§ **Task to carry out**
Output the lines below as a JSON list of strings, one string per line, with blank lines omitted.

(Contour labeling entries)
___

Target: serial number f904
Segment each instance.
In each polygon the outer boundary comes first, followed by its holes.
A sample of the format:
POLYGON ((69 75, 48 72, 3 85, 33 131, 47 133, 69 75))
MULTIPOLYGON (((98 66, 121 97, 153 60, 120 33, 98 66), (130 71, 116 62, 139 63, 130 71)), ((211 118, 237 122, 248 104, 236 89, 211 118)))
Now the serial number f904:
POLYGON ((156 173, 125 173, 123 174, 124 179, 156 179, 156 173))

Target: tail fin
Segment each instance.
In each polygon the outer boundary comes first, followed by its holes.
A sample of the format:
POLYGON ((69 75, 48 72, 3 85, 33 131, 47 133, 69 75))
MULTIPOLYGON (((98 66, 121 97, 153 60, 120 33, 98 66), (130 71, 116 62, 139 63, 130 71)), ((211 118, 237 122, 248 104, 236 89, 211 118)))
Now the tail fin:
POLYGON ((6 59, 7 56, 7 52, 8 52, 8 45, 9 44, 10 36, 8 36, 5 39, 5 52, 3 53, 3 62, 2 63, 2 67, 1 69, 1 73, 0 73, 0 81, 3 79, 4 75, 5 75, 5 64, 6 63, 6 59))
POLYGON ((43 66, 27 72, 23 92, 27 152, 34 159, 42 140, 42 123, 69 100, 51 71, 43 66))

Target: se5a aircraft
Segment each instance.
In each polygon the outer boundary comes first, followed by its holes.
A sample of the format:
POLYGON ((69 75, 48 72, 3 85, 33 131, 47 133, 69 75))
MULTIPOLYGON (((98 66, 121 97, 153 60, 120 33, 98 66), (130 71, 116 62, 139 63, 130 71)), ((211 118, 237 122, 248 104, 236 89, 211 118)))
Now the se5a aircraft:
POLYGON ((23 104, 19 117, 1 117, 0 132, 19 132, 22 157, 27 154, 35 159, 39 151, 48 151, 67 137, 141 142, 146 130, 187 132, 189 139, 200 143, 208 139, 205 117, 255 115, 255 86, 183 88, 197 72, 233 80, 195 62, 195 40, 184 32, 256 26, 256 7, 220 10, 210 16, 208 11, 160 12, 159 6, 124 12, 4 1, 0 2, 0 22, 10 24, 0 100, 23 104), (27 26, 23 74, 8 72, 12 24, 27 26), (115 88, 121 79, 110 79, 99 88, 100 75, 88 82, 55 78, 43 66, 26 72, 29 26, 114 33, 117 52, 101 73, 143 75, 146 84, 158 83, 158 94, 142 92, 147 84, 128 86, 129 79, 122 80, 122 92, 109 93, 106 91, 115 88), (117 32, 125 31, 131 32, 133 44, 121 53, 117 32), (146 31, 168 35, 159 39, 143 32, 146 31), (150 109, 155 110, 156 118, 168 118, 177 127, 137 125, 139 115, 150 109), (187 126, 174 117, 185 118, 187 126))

___

§ **Solution**
[
  "Target: serial number f904",
  "Segment each instance.",
  "In each polygon the outer boundary comes first, followed by its holes.",
  "A sample of the format:",
  "POLYGON ((69 75, 48 72, 3 85, 33 131, 47 133, 69 75))",
  "MULTIPOLYGON (((98 66, 121 97, 153 60, 120 33, 98 66), (130 71, 116 62, 139 63, 130 71)), ((211 118, 237 122, 248 104, 236 89, 211 118)))",
  "Now the serial number f904:",
  "POLYGON ((156 173, 125 173, 123 174, 124 179, 156 179, 156 173))",
  "Target: tail fin",
  "Segment each instance.",
  "In each polygon the outer boundary comes first, followed by its holes.",
  "A sample of the format:",
  "POLYGON ((69 75, 48 72, 3 85, 33 131, 47 133, 69 75))",
  "MULTIPOLYGON (((98 66, 121 97, 153 60, 120 33, 98 66), (130 71, 116 62, 139 63, 130 71)), ((211 118, 237 122, 248 104, 236 89, 211 118)))",
  "Now the tail fin:",
  "POLYGON ((6 59, 7 56, 7 52, 8 52, 8 45, 9 44, 10 36, 8 36, 5 39, 5 52, 3 53, 3 62, 2 63, 2 67, 1 69, 1 73, 0 73, 0 81, 3 79, 4 75, 5 75, 5 64, 6 63, 6 59))",
  "POLYGON ((43 66, 27 72, 23 92, 27 152, 34 159, 42 140, 42 123, 69 100, 51 71, 43 66))",
  "Target: se5a aircraft",
  "Segment each instance.",
  "In each polygon the outer boundary comes first, followed by its holes.",
  "A sample of the format:",
  "POLYGON ((69 75, 48 72, 3 85, 33 131, 47 133, 69 75))",
  "MULTIPOLYGON (((98 66, 121 97, 153 60, 120 33, 98 66), (130 71, 116 62, 139 63, 130 71)), ((211 118, 237 122, 248 104, 236 89, 211 118)))",
  "Now the se5a aircraft:",
  "POLYGON ((23 104, 19 117, 1 117, 0 132, 19 132, 22 157, 27 154, 35 159, 39 151, 48 151, 67 137, 141 142, 146 130, 187 132, 189 139, 200 143, 208 139, 205 117, 255 115, 255 86, 183 88, 197 72, 233 80, 195 62, 195 40, 184 32, 256 26, 256 7, 220 10, 210 16, 208 11, 160 12, 159 6, 124 12, 4 1, 0 2, 0 22, 10 24, 0 100, 23 104), (27 26, 23 74, 8 72, 12 24, 27 26), (115 88, 121 79, 110 79, 99 88, 100 75, 88 82, 55 78, 43 66, 26 72, 29 26, 114 33, 117 52, 101 73, 143 75, 146 84, 158 83, 158 94, 142 92, 147 84, 128 86, 129 79, 122 80, 122 92, 109 93, 106 91, 115 88), (117 32, 125 31, 131 32, 133 44, 121 53, 117 32), (146 31, 168 35, 159 39, 143 32, 146 31), (150 109, 155 110, 156 118, 168 118, 177 127, 137 125, 139 115, 150 109), (187 126, 174 117, 185 118, 187 126))"
]